Job:
Please find each line below that contains the word "corsage" and copy those lines.

[START]

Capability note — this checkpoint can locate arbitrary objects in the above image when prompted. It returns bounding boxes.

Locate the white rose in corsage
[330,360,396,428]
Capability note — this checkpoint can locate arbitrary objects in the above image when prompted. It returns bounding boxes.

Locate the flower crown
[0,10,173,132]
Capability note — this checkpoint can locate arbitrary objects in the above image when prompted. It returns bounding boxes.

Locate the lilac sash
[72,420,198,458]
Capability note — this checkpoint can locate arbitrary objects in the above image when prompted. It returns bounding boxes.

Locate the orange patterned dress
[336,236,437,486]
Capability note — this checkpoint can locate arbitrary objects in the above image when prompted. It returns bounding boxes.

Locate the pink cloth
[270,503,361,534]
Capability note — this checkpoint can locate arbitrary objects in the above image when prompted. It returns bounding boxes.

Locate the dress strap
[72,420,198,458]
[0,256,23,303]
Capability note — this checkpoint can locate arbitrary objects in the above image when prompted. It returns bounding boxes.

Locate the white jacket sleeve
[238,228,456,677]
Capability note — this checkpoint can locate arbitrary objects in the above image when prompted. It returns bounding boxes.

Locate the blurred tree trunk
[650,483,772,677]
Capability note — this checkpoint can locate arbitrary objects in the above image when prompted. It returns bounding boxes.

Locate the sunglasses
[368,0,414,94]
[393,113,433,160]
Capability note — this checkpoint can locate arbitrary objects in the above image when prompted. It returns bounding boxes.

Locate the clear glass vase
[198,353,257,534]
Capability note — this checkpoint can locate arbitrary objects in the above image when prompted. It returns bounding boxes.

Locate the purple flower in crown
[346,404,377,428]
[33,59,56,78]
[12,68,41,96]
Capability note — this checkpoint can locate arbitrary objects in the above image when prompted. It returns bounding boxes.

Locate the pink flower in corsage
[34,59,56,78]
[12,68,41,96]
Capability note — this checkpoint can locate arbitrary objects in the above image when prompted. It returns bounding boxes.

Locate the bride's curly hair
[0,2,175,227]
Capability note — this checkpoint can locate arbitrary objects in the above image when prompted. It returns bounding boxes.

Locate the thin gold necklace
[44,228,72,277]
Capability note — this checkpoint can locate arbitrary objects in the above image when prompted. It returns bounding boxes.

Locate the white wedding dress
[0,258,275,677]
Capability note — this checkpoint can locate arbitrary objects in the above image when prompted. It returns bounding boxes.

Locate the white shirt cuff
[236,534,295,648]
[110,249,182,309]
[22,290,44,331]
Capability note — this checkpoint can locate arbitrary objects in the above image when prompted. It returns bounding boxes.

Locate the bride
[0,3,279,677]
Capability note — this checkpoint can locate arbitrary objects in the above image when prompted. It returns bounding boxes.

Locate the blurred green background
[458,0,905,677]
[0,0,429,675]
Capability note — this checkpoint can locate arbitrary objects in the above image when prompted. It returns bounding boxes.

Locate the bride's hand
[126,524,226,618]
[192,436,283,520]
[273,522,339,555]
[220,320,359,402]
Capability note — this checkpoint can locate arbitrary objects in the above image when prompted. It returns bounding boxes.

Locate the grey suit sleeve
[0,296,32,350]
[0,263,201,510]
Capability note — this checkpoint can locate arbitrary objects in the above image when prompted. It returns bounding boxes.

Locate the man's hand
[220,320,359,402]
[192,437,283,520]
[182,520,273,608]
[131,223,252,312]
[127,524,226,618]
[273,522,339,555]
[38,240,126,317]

[END]
[START]

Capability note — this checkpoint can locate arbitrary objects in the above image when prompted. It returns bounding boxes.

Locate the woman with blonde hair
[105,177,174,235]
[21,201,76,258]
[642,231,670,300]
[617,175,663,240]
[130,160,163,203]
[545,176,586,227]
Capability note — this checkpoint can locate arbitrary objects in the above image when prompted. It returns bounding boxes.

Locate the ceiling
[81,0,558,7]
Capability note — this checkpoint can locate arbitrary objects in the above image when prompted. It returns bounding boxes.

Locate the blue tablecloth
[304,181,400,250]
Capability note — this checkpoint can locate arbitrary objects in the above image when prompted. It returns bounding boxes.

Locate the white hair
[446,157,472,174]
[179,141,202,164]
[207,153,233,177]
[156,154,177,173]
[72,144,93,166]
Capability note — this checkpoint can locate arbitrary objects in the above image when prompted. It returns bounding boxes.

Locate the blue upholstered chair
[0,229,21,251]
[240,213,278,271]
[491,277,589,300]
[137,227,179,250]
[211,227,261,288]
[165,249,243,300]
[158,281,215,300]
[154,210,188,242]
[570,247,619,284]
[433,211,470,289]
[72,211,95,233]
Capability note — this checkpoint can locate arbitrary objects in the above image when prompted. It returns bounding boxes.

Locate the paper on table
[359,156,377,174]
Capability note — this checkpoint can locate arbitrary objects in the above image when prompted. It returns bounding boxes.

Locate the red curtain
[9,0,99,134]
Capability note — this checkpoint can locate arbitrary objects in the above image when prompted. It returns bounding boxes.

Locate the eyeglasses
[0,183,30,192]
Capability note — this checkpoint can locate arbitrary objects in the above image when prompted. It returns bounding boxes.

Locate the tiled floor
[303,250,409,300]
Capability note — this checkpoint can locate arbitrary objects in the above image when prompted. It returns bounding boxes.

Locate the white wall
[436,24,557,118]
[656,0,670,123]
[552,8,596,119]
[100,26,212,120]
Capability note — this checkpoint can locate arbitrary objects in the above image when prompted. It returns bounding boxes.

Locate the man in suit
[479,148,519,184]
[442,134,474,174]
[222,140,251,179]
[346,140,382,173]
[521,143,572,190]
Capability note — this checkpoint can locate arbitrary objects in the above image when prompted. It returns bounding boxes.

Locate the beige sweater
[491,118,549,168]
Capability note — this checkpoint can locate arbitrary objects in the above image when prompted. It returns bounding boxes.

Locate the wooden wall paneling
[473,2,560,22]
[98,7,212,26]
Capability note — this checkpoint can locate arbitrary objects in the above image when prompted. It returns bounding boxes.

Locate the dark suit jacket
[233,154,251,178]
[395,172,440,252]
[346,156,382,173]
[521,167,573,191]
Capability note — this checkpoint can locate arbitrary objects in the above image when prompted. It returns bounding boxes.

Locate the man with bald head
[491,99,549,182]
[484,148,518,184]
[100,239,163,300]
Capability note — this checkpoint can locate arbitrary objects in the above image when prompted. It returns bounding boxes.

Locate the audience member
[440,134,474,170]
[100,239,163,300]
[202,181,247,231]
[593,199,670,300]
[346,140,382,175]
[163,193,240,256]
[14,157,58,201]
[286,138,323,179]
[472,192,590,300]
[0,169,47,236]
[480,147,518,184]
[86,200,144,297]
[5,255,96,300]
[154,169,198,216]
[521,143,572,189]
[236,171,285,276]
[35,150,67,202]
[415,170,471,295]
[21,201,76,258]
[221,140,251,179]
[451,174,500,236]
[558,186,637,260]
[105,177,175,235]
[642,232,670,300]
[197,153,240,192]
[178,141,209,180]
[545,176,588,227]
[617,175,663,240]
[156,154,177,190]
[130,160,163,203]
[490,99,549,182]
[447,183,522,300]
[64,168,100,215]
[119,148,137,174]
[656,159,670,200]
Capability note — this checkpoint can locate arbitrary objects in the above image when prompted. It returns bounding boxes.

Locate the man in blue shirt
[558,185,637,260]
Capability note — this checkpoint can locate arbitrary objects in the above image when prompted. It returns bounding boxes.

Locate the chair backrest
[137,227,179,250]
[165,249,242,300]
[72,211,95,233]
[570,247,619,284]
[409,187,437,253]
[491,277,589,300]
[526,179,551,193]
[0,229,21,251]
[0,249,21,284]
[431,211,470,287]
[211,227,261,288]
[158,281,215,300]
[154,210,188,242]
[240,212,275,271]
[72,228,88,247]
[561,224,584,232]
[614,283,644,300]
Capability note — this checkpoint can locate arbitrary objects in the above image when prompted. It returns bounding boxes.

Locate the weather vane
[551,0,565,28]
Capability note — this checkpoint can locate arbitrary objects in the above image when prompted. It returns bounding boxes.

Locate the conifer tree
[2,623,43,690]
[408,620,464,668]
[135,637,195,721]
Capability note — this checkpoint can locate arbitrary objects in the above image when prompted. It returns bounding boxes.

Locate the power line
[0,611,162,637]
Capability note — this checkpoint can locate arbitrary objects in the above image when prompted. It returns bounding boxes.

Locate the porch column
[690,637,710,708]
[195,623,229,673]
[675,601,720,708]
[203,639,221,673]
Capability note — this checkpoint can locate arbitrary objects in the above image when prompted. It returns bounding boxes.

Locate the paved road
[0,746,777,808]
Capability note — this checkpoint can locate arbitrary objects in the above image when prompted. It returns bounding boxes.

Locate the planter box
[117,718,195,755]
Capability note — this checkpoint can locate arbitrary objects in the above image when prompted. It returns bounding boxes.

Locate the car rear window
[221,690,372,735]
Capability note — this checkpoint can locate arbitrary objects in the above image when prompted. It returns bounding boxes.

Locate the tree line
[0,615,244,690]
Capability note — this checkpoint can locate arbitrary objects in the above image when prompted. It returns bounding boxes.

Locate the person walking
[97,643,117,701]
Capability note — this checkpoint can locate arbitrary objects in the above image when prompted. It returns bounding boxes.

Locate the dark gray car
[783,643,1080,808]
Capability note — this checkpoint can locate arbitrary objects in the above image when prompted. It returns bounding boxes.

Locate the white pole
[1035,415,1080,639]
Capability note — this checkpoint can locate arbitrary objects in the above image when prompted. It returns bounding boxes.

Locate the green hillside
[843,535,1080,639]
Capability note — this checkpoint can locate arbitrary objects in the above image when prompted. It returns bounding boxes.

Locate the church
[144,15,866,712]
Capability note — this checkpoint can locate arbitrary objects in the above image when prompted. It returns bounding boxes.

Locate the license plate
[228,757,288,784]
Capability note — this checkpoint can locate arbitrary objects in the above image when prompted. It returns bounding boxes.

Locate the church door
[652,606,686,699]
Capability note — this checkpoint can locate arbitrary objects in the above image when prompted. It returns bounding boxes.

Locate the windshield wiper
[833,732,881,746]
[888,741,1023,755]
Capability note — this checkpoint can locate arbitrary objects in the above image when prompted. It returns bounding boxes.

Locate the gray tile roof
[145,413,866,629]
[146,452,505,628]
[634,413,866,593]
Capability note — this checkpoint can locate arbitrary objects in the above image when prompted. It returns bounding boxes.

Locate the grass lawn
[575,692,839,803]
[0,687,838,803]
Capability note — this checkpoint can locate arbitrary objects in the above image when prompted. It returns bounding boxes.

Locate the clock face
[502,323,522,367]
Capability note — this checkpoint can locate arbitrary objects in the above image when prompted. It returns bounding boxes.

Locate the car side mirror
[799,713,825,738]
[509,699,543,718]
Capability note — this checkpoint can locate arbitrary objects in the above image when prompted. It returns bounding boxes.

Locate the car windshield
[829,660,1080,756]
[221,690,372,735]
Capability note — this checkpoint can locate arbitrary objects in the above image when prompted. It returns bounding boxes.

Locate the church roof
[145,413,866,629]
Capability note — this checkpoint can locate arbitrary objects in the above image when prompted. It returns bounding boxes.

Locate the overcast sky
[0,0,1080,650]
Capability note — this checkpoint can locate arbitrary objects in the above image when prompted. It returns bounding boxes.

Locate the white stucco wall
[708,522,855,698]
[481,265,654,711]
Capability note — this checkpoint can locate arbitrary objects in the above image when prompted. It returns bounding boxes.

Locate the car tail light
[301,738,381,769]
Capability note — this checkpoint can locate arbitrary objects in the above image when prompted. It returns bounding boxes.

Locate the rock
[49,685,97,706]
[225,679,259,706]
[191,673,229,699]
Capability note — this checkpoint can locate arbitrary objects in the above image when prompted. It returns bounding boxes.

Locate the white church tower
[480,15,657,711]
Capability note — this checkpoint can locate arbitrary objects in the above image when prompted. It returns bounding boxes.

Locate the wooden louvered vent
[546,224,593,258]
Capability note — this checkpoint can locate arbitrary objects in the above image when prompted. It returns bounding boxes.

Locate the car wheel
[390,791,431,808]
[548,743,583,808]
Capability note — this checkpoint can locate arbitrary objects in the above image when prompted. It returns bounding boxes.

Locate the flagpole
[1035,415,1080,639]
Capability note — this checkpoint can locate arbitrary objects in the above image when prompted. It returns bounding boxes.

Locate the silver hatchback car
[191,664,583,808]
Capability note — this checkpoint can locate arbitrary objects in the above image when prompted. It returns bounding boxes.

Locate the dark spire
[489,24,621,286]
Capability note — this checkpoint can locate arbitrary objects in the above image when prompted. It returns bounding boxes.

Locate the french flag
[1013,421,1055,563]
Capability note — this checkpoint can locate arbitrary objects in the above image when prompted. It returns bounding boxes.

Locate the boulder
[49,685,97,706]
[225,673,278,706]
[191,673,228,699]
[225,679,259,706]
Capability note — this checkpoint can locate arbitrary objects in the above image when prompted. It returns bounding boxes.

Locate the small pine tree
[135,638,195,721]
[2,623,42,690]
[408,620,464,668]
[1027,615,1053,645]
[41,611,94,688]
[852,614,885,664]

[END]
[START]

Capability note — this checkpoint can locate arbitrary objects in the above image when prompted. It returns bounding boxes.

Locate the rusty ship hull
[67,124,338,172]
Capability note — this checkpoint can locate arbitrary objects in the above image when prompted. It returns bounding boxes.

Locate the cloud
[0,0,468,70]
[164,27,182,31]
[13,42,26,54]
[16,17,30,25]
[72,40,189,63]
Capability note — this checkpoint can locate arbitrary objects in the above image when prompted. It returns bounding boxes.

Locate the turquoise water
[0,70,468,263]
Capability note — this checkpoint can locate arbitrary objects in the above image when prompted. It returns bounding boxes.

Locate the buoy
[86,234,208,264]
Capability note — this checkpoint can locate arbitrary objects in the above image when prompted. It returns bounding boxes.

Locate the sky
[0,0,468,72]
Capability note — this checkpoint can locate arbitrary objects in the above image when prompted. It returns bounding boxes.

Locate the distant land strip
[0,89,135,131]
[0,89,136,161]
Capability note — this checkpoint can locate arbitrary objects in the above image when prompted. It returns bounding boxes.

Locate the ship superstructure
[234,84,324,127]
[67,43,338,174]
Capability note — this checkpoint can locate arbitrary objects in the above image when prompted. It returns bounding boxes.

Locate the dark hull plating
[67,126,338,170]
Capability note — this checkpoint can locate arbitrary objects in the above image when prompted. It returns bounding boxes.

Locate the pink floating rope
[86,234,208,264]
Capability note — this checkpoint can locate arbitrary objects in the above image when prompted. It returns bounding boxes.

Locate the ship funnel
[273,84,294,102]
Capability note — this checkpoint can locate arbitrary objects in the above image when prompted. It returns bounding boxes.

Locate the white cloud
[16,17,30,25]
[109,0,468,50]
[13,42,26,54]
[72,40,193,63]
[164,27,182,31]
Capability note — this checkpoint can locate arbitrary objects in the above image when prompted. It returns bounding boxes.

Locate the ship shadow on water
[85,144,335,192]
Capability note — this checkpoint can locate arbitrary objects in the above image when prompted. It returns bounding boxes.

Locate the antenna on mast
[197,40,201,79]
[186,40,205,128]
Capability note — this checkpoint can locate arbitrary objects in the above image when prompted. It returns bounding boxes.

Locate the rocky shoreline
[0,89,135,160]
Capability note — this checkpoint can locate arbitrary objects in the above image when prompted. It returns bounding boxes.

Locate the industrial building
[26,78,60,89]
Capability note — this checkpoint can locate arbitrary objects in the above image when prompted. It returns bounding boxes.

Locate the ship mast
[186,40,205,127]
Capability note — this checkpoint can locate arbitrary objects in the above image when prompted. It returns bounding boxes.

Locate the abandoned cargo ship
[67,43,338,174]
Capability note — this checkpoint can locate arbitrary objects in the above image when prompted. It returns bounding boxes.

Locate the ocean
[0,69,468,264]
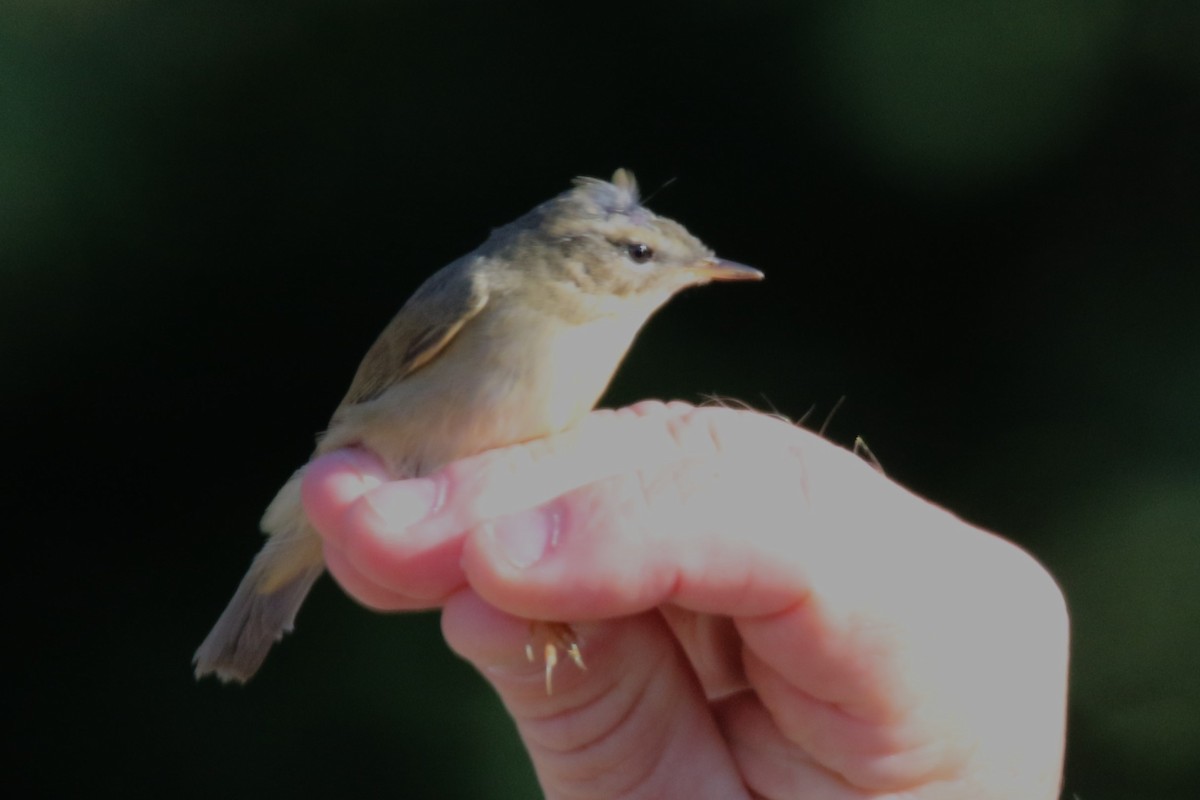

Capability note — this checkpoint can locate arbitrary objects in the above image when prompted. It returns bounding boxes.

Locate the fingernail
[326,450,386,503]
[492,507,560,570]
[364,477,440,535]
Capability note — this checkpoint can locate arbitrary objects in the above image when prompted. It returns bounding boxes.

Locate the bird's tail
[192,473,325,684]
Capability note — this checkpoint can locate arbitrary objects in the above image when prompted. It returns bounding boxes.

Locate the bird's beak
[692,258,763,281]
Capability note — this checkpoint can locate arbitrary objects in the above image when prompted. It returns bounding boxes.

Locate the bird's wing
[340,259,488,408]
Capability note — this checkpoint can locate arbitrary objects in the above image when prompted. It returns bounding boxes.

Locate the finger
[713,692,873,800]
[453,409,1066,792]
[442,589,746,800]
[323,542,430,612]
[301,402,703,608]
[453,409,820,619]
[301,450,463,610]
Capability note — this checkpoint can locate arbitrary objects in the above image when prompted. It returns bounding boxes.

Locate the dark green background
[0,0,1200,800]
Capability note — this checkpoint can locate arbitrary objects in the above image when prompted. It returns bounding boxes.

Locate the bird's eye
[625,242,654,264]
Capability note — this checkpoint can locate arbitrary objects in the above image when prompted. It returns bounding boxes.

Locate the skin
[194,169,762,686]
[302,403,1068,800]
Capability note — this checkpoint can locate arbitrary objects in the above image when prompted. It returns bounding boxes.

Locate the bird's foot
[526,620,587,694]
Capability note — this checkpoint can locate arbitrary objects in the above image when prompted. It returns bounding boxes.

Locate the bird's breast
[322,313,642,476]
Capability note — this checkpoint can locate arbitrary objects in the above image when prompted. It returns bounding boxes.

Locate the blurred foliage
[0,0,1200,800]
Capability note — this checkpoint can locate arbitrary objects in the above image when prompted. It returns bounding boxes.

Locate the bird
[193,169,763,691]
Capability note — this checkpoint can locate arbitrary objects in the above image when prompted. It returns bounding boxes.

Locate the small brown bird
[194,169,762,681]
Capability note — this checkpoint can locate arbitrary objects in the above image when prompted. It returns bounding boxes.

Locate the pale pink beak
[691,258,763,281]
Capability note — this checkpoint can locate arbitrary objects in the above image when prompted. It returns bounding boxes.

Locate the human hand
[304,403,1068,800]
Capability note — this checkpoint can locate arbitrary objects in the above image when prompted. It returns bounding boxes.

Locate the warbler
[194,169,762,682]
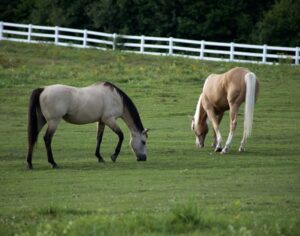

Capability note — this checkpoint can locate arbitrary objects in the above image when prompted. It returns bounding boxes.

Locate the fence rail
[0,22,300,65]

[END]

Response to the task:
Locate the white rose in corsage
Locate the pink flower in corsage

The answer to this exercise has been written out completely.